» ACTIVITY:
Copy each line of the records below that mentions the word "written".

» INFORMATION SUPPLIED:
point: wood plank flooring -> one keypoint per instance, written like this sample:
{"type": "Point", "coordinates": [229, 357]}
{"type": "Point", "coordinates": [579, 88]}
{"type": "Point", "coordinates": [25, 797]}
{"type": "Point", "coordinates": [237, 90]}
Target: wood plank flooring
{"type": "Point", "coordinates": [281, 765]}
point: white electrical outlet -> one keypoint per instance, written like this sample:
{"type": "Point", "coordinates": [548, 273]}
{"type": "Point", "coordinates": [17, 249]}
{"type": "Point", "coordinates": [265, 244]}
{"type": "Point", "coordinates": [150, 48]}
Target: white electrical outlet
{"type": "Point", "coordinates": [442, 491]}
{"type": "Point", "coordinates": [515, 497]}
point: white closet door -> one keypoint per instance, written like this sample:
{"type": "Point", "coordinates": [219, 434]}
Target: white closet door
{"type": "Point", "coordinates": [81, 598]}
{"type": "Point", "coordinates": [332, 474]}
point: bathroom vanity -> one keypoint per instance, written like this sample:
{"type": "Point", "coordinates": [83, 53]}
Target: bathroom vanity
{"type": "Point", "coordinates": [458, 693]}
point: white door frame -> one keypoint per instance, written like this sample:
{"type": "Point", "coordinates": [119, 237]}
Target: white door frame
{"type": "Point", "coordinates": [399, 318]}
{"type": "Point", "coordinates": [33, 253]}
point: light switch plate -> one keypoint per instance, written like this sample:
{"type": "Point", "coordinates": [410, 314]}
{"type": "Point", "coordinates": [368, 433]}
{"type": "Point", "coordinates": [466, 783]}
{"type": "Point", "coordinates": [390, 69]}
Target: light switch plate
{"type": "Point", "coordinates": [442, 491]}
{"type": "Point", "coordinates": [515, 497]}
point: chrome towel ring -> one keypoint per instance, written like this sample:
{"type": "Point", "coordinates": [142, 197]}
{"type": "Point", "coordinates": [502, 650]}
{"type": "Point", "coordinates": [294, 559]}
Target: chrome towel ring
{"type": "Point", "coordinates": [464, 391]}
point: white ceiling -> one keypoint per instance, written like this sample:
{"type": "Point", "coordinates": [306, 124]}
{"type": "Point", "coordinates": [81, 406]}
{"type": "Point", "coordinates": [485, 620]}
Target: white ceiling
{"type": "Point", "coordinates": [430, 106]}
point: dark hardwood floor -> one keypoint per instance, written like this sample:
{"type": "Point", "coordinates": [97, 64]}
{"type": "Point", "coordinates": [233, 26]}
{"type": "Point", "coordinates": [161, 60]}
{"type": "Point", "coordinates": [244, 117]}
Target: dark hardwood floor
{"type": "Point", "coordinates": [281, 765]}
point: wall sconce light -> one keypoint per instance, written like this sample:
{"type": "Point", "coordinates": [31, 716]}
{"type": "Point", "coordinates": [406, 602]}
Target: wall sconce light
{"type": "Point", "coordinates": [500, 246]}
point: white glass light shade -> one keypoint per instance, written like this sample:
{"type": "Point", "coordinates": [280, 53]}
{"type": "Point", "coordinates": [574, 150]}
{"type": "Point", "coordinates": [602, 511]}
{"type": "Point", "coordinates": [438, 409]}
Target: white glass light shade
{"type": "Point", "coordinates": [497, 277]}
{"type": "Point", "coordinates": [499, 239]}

» REPLY:
point: wood plank flooring -> one keypoint per instance, written like this sample:
point: white electrical outlet -> one keypoint per instance, written like this sample:
point: white closet door -> one keypoint per instance, written like this sample:
point: bathroom vanity -> one keypoint per instance, written like this sample:
point: white door frame -> one keypoint per instance, written like this sample:
point: light switch plate -> one keypoint per instance, written like this sample:
point: chrome towel ring -> one keypoint per instance, written like this sample:
point: white ceiling -> one keypoint per instance, written like this sample:
point: dark hardwood floor -> one keypoint per instance, written like this sample:
point: wall sconce light -> one keypoint per instance, written like this sample:
point: white glass light shade -> one keypoint per instance, written like this sample:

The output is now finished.